* **WORK TO DO**
How would this sentence from the history of the band the Balconies read in Spanish: "Jacquie first met Liam Jaeger at the University of Ottawa in 2005 while they were both studying classical music."

[Start TEXT SEGMENT]

The Balconies were a Canadian alternative music trio formed in Ottawa, Ontario. The band originally consisted of siblings Jacquie and Steve Neville, and Liam Jaeger. The group has performed with bands such as Cold War Kids, Mother Mother, Devo, Peter Bjorn and John, USS, Sloan, Stars, Wide Mouth Mason, Big Sugar, Tokyo Police Club, Bad Religion, and Sam Roberts Band.

History
Jacquie and Stephen Neville had been playing music together since their early teens. Jacquie first met Liam Jaeger at the University of Ottawa in 2005 while they were both studying classical music. The group formed in late 2007. They released their self-titled debut album in 2009. It was recorded and produced by Carlin Nicholson of Zeus. They played in Ottawa bars, and later their music changed, as they did, maybe they just grew up.

In late 2010, the band relocated to Toronto. That same year, the Balconies won Live 88.5's Big Money Shot which gave them a development package of $75,000, workshops with other music industry leaders, radio airplay, and numerous performance opportunities. Upon winning the development package, The Balconies were able to work with recording producer/engineer Jon Drew to record and release an EP titled Kill Count in 2012. During this time, the band also played at several North American music festivals such as South by Southwest, Canadian Music Week, North by Northeast, Ottawa Bluesfest, and Culture Collide.

In 2013, The Balconies played a series of notable European music festivals including MIDEM, Liverpool Sound City, and The Great Escape Festival. The Balconies also continued to tour Europe that year, opening for rock band, Rival Sons. The band's second album, Fast Motions, produced by Arnold Lanni, was released via Coalition Music/Warner Music Canada on January 28, 2014.

The Balconies appeared in an episode of CBC's Cracked. The episode features the band getting caught in a shooting at a downtown nightclub. The episode aired October 7, 2013.

Shortly after Stephen Neville left the group in 2016, The Balconies released their third album, Rhonda.

[End TEXT SEGMENT]
[Start SUPPLIED ENTRIES]

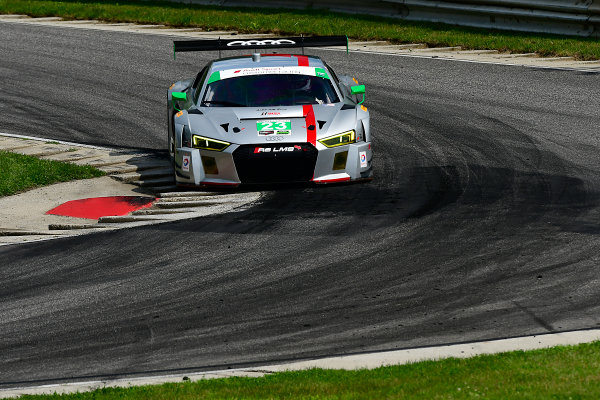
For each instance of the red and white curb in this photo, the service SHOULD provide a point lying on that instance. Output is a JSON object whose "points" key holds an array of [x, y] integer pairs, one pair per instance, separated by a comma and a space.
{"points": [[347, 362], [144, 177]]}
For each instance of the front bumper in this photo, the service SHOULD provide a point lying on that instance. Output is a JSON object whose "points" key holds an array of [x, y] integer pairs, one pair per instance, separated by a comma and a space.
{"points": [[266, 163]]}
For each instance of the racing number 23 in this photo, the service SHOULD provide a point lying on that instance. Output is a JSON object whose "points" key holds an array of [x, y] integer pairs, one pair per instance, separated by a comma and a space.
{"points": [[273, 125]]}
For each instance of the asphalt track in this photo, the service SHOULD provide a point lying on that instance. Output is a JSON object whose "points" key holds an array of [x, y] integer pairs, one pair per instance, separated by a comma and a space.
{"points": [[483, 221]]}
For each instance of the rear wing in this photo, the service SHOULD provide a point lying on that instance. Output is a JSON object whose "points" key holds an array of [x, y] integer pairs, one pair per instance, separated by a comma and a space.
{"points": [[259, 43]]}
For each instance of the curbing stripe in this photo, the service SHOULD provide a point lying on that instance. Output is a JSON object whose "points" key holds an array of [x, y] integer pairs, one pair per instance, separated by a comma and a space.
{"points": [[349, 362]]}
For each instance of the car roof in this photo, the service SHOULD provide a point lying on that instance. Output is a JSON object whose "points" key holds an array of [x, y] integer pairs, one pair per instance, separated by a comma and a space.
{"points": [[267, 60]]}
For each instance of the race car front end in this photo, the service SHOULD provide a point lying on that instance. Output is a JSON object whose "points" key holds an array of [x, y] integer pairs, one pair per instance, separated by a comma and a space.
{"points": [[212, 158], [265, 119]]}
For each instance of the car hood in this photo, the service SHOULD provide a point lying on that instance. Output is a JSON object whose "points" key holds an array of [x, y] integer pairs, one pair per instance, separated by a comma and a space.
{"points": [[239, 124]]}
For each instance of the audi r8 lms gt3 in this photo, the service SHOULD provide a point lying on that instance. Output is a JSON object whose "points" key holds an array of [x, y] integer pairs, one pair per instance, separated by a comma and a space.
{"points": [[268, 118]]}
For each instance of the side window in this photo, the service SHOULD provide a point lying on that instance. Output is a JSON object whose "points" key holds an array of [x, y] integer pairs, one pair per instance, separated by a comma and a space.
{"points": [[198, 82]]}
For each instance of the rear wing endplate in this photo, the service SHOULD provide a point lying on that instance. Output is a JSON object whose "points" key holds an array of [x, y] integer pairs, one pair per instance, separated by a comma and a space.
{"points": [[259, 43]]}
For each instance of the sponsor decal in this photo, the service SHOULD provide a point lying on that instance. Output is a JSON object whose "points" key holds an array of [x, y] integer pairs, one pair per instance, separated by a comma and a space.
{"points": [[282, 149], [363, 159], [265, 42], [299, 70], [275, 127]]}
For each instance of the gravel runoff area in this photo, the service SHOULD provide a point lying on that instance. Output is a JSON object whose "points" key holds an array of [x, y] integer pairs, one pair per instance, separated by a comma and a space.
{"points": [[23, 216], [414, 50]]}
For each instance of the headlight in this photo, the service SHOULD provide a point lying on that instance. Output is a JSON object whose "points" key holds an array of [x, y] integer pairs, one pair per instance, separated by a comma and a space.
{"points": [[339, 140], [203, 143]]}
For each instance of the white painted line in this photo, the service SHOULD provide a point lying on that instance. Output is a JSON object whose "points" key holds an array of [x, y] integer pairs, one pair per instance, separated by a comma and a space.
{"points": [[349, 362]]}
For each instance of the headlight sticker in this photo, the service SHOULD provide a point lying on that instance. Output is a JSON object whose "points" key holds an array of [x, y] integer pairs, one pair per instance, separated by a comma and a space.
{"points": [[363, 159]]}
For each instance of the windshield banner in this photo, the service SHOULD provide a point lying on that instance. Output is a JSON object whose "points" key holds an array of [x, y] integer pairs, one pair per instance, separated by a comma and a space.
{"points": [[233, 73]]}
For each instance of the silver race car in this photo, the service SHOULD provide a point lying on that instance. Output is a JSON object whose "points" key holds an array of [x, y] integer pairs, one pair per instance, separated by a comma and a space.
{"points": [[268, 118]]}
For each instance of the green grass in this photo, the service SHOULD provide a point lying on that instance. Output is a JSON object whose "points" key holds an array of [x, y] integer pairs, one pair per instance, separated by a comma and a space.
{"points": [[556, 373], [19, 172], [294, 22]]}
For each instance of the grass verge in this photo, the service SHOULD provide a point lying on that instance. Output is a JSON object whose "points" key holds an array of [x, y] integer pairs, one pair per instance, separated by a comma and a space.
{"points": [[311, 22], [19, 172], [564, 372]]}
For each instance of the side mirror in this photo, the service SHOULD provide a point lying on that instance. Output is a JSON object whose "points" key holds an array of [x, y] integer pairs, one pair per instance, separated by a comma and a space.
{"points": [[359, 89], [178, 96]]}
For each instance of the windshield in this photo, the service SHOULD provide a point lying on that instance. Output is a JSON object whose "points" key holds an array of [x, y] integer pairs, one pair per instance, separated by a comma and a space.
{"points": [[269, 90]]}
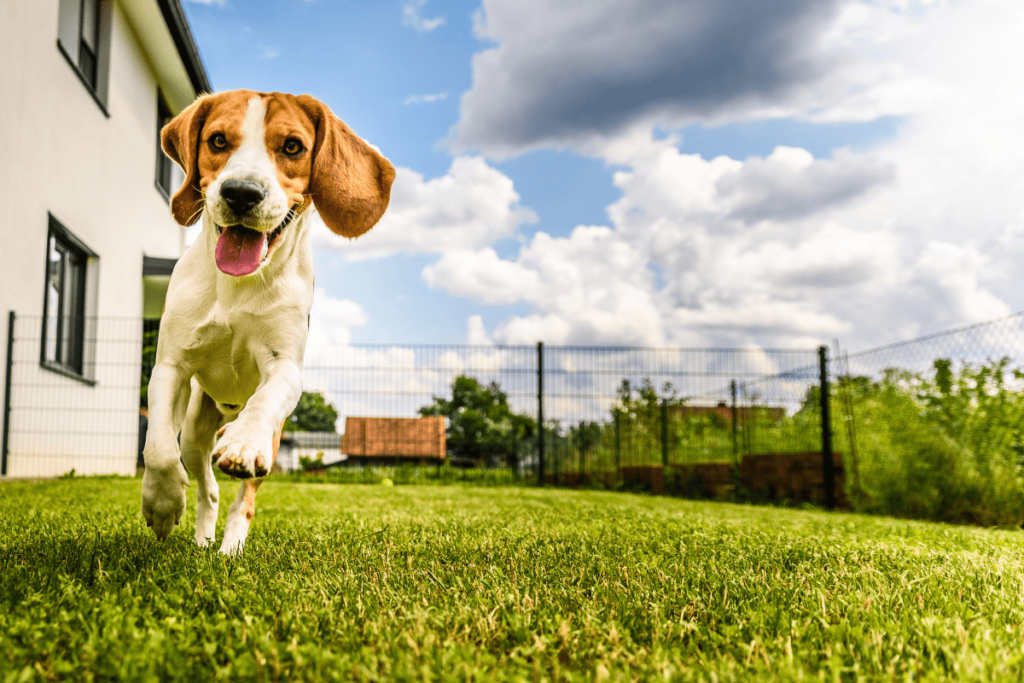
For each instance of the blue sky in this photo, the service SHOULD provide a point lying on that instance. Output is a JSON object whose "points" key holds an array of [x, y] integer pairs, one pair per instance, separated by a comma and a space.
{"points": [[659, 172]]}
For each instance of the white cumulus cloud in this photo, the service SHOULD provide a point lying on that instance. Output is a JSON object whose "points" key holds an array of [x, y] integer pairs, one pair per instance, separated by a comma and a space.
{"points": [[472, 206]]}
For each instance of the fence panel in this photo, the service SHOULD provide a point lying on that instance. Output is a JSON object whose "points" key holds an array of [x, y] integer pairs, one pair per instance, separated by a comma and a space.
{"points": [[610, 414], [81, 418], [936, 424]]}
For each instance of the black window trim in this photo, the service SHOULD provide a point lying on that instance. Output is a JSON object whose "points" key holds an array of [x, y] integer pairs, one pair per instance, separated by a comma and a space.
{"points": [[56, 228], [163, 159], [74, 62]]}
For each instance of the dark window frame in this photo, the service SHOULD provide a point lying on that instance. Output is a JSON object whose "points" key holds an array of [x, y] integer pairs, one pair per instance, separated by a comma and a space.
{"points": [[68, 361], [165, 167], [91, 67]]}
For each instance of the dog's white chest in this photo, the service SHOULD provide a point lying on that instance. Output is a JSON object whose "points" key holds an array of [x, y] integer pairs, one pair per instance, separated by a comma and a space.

[End SUPPLIED ENTRIES]

* **RESPONSE TO THE TASK**
Jacquie conoció a Liam Jaeger en la Universidad de Ottawa en 2005, cuando ambos estudiaban música clásica.